Karışık bölüm, geçit, yollardan meydana gelen, çıkışına ulaşılması oldukça zor olan bina, oda, bulmaca ve benzeri düzenlemeler. Labirentlerin ortaya çıkışı, hazine gibi gizli, kıymetli şeyleri elde etmek isteyenlerin korkutulması, caydırılması gayesine dayandırılmaktadır. Bu yüzden tarih, birçok labirente, labirent efsanelerine şahit olmuştur.
Bunların en çok bilineni, Girit’tekine aittir. Efsaneye göre; Girit’te yaşayan Minotur adlı
ejderha, her sene Atinalılardan on dört genç almaktadır. Günün birinde soylu bir ailenin çocuğu
Theseus da bunların arasına düşer. Ancak, ejderhanın kendilerini hapsettiği dolambaçlı binadan, yol
bularak kurtulurlar, Atina’ya dönünce mükafatlandırılarak kral ilan edilir. Efsaneye konu olan bölgede
yapılan kazılar, böyle bir yapıyı ortaya çıkarmıştır.

#### [Yapılacak İşler]
1. Labirentlerle ilgili metne göre tarihin neden birçok labirente ve labirent efsanesine şahit olduğunu bir iki cümleyle açıklayın.
2. Labirentlerle ilgili metindeki efsaneye göre Minotur her yıl Atinalılardan kaç genç alıyordu?
Sadece metindeki bilgileri kullanın.

#### [Verilen Malzeme]
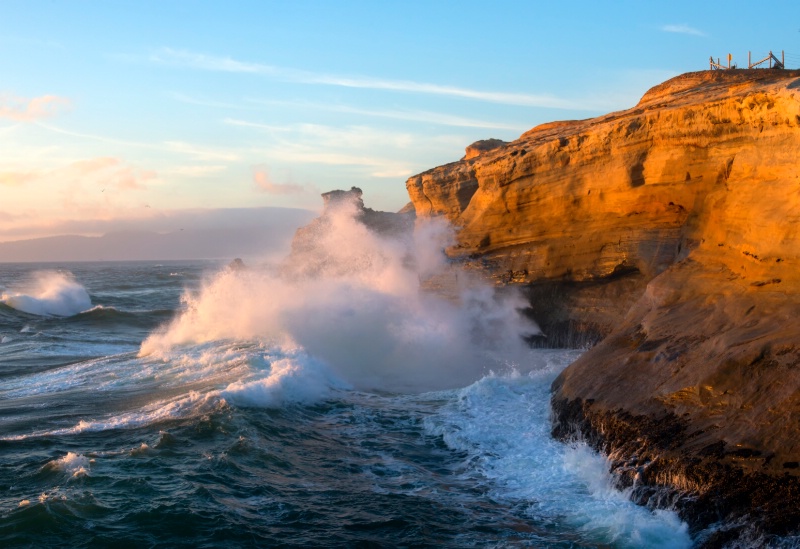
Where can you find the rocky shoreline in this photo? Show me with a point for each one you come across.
(667, 238)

#### [Çözümler]
1. Labirentlerin ortaya çıkışı, hazine gibi gizli ve değerli şeyleri ele geçirmek isteyenleri korkutma ve caydırma amacına dayandırılır. Bu yüzden tarih birçok labirente ve labirent efsanesine şahit olmuştur.

2. On dört genç.